→ YOUR ASSIGNMENT
Pictures aside, output each record exactly.

→ DATA TO PROCESS
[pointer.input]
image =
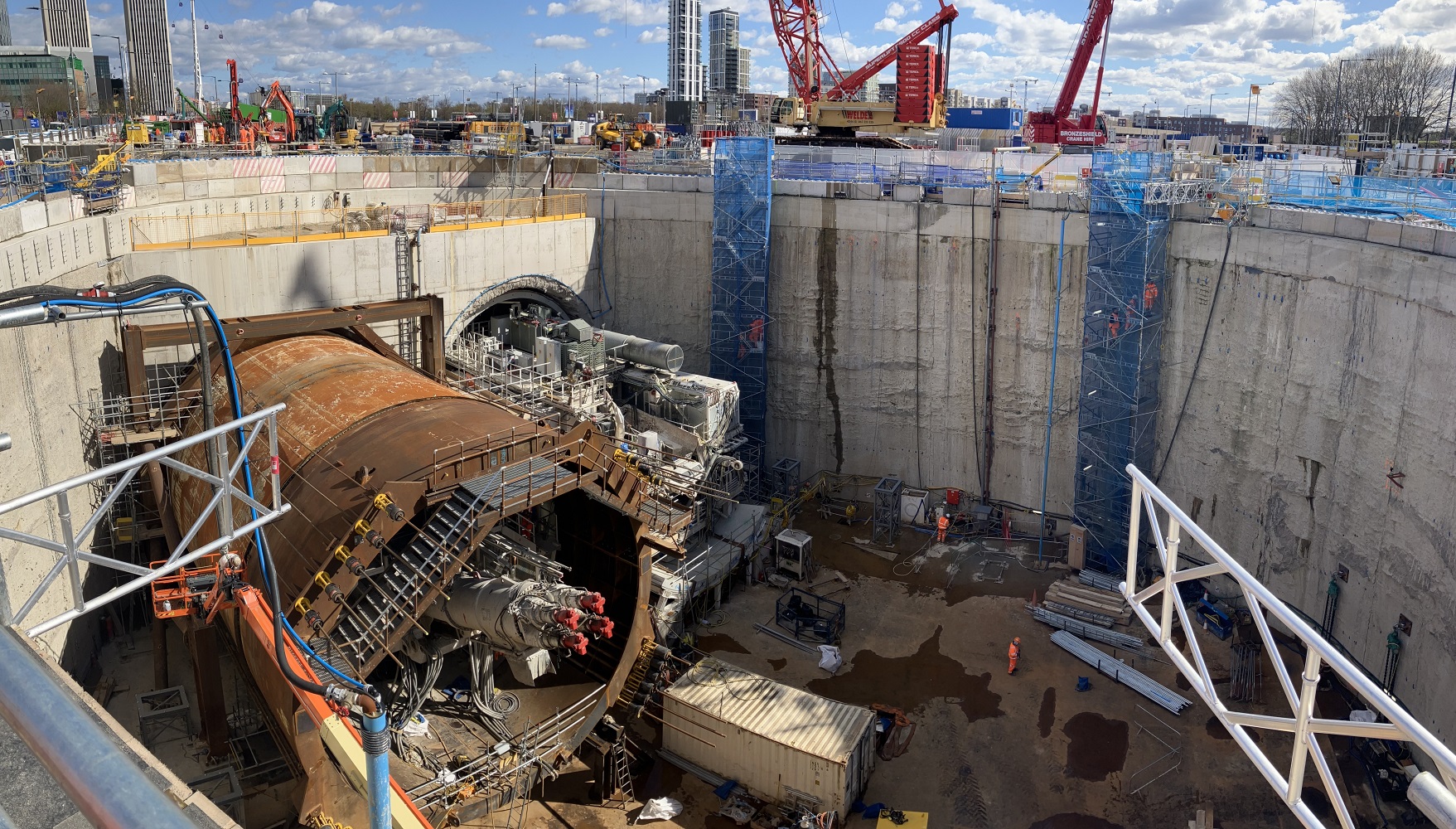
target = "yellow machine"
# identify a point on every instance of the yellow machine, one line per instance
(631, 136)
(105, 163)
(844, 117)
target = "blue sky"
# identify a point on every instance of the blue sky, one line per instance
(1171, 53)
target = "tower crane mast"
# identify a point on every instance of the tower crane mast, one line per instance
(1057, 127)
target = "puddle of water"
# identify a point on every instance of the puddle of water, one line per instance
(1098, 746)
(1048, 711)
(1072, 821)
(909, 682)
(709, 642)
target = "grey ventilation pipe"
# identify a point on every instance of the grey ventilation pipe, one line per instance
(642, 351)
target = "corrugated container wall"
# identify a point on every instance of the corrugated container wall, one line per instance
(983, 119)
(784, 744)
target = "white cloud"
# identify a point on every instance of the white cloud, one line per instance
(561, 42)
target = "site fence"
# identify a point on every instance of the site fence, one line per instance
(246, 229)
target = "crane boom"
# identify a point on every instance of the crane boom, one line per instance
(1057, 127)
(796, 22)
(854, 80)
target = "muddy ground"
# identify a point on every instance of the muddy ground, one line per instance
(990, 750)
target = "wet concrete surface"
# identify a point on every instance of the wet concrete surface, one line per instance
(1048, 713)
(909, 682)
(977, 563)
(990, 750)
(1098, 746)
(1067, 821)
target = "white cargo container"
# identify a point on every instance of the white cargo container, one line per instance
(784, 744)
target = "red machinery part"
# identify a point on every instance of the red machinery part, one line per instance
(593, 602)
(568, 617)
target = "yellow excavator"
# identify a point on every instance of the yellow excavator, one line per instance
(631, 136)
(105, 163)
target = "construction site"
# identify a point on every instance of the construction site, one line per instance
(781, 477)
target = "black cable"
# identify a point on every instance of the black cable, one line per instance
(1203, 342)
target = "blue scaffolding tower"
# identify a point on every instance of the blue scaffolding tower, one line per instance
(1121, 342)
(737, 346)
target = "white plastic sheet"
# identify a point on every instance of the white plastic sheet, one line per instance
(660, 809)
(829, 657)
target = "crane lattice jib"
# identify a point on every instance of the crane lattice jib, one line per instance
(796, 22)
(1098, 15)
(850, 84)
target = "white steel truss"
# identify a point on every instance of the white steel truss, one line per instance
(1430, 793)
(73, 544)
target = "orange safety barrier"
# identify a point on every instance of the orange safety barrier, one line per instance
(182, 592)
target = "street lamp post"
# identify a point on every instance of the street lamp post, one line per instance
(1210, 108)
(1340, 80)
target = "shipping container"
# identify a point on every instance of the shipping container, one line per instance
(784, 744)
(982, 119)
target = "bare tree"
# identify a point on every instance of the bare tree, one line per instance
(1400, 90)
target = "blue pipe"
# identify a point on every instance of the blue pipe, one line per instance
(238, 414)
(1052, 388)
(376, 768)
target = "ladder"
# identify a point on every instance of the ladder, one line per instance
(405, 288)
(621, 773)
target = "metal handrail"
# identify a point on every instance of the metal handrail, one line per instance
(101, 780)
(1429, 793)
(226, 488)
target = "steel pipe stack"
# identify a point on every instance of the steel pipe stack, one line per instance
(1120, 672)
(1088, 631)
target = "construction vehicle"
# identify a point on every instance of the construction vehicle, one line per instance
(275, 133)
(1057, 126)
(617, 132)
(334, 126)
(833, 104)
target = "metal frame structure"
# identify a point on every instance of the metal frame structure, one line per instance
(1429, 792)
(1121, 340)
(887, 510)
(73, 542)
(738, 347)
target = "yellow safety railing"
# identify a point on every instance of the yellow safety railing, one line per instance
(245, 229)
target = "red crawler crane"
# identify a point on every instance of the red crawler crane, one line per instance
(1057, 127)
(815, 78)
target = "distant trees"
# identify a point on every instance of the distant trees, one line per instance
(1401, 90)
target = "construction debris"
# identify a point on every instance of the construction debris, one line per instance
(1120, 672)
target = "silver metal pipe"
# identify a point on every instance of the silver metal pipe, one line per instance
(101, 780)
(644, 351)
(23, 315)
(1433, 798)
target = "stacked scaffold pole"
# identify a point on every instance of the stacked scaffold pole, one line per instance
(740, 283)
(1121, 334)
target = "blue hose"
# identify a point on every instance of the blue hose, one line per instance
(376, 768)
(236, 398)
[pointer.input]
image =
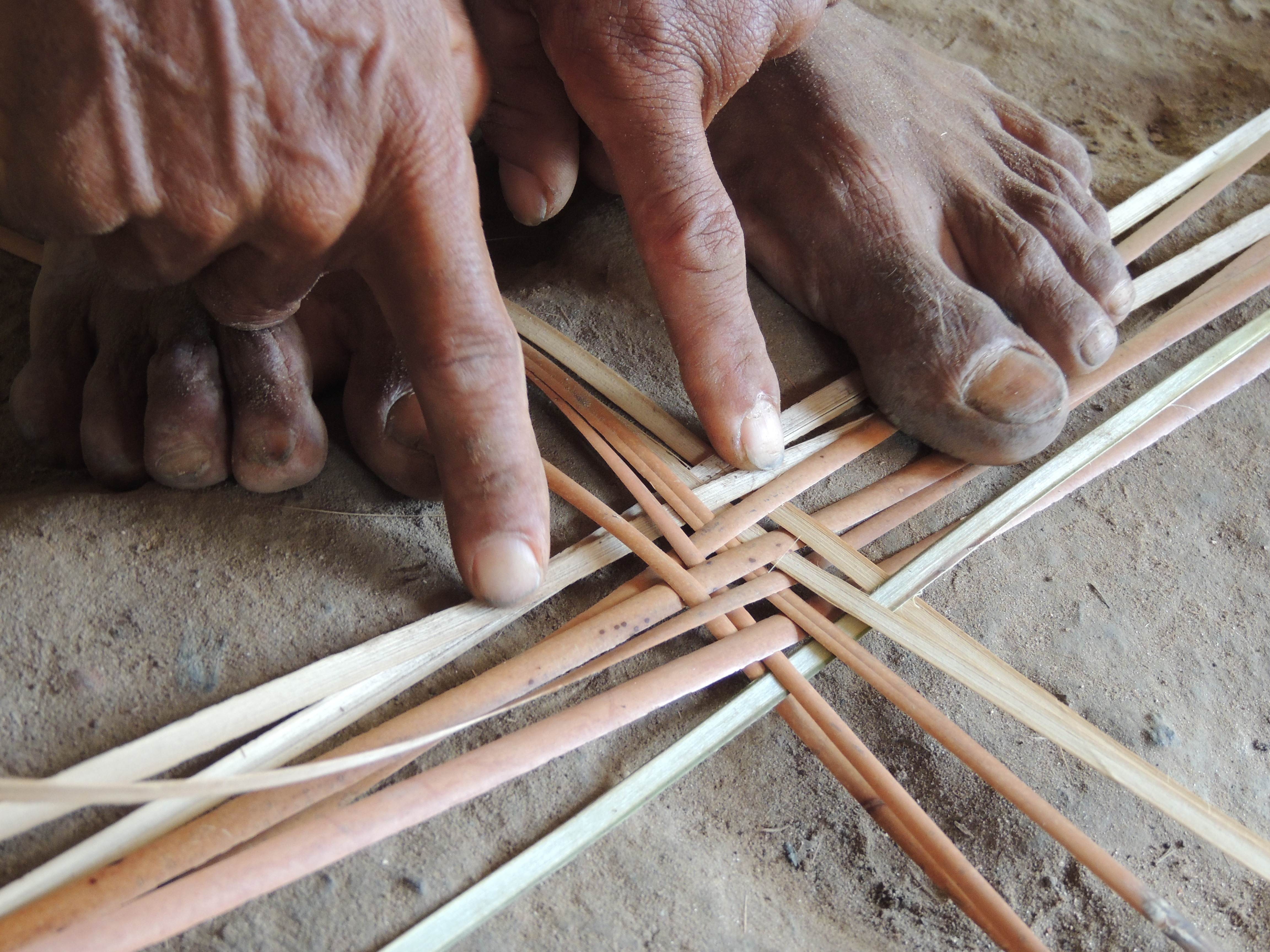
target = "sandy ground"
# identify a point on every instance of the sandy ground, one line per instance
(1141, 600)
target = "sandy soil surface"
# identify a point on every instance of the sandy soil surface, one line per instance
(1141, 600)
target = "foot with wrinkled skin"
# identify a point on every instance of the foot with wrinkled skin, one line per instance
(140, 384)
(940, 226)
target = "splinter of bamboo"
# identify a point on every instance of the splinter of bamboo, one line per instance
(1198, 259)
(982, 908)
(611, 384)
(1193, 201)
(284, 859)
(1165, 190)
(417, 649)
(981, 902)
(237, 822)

→ ANSWER SPACE
[pointer.input]
image =
target = "yellow machine"
# identify a point on every instance of the yellow machine, one line per instance
(631, 136)
(105, 163)
(844, 117)
target = "blue sky"
# identify a point on every instance of the blue sky, one line per instance
(1171, 53)
target = "tower crane mast"
# identify a point on every instance of the tower crane mast, one line per instance
(1057, 127)
target = "puddle of water"
# identify a point on every instance of the puddle of water, one line per instance
(1098, 746)
(1048, 711)
(1072, 821)
(909, 682)
(709, 642)
target = "grey ventilation pipe"
# identify a point on every instance of the grey ventilation pipe, one line per instance
(642, 351)
target = "corrugated container wall"
# identify a point on every instance of the corrugated container wall, one line per instance
(983, 119)
(784, 744)
target = "white cloud"
# identify a point on every instance of the white cloud, one line per instance
(561, 42)
target = "site fence"
# identify a point on every instance of the site fence, one line per instance
(246, 229)
target = "crane boom"
# identify a point on every instance of the crane boom, one line per instance
(1057, 127)
(796, 22)
(854, 80)
target = "muddy ground"
# identify a point on every instance of the muddy ground, one line per instance
(990, 750)
target = "wet concrete surface"
# identify a point on every instance of the wet concrete surface, one line per instance
(1048, 713)
(909, 682)
(977, 563)
(990, 750)
(1098, 746)
(1067, 821)
target = "white cargo container"
# identify a point on every instance of the white cargo container, one line per instance
(784, 744)
target = "red machinery part"
# identify a point on every instance of the red machinery part, one line per instance
(593, 602)
(568, 617)
target = "yellow excavator"
# identify a point on every instance of the yellow excavator, one line per instance
(631, 136)
(105, 163)
target = "construction site"
# identify a point on every instance of the construction site, one line per instance
(781, 477)
target = "black cable"
# identify a point on every instance of the black cable, one line per instance
(1203, 342)
target = "blue scaffolding tower"
# identify a point on every instance of the blue scaffolding tower, one line per instance
(1121, 342)
(737, 346)
target = "white plastic sheet"
# identify a point on every instance of the white plastic sheet, one line per instance
(660, 809)
(829, 657)
target = "crane lattice jib"
# identify a point on every instance of the crane lattice jib, one line per instance
(796, 22)
(1098, 15)
(850, 84)
target = "white steel truss"
# identify a point on every instance of the white steel truss, one line per instance
(1430, 793)
(73, 544)
target = "orange safety barrier"
# identify a point on every instance of the orange safety barrier, one line per instance
(182, 592)
target = "street lamp post"
# identify a point on every instance of the street lamp post, one line per instance
(1210, 108)
(1340, 80)
target = "shipping container"
# identify a point on every instance of the shipping container, one line per instance
(784, 744)
(982, 119)
target = "bare tree"
# identify a point on every instance of the bare tree, one line per instance
(1400, 90)
target = "blue pipe"
# identify a point on every instance of the blue pipe, one line per instance
(238, 414)
(1052, 388)
(376, 768)
target = "ladder"
# identify a point on every instance of the ladder, one line per instance
(405, 288)
(621, 773)
target = "metal handrail"
# identify a point on every instance of the metal handrail, one line per instance
(101, 780)
(1429, 793)
(226, 488)
target = "steel pipe stack"
# identify a point on every instance of the steel pipe stack, one line per instance
(1120, 672)
(1088, 631)
target = "construction vehicle"
# identify a point on every instance of the construction vehicle, one line per instance
(275, 133)
(1057, 126)
(617, 132)
(334, 126)
(833, 104)
target = "metal frame structure"
# identify a point on every instance of the metal frame structure, one line per instance
(1429, 792)
(1121, 340)
(887, 510)
(73, 542)
(738, 347)
target = "yellow safety railing"
# identify a point on every instance of the yellow safety railing, one line per instance
(245, 229)
target = "red crawler crane"
# identify a point on every instance of the red crawler crane, one line per instance
(1057, 127)
(815, 78)
target = "distant trees"
# identify a point on every instance of the distant trees, one line per instance
(1401, 90)
target = "construction debris"
# identify a point on every instance of the construction debris, one line per instance
(1120, 672)
target = "silver metal pipe"
# identify a point on every instance of the silver metal pipe, one line per instance
(101, 780)
(644, 351)
(23, 315)
(1433, 798)
target = "stacked scaffold pole"
# identify a point on every instance of the stacked scaffold pole, one line per instance
(740, 283)
(1121, 334)
target = "blue hose"
# identify a point on every instance of the blue hose, one line per instance
(376, 768)
(236, 398)
[pointer.input]
image =
target = "sandy ground"
# identify a point on every instance of the sandy ground, one line per instance
(1141, 600)
target = "sandy soil surface"
# identify a point on every instance of the sandy soil surface, one line per instance
(1141, 600)
target = "foot with wrinkled skin"
# identify a point on every instance of the foot with wrinkled skin, one line per instance
(140, 384)
(940, 226)
target = "splinter of bamboo"
# identify a point on every instance of the splinter of bamboo, one line per instance
(1198, 259)
(982, 908)
(611, 384)
(1193, 201)
(284, 859)
(1165, 190)
(417, 649)
(981, 902)
(237, 822)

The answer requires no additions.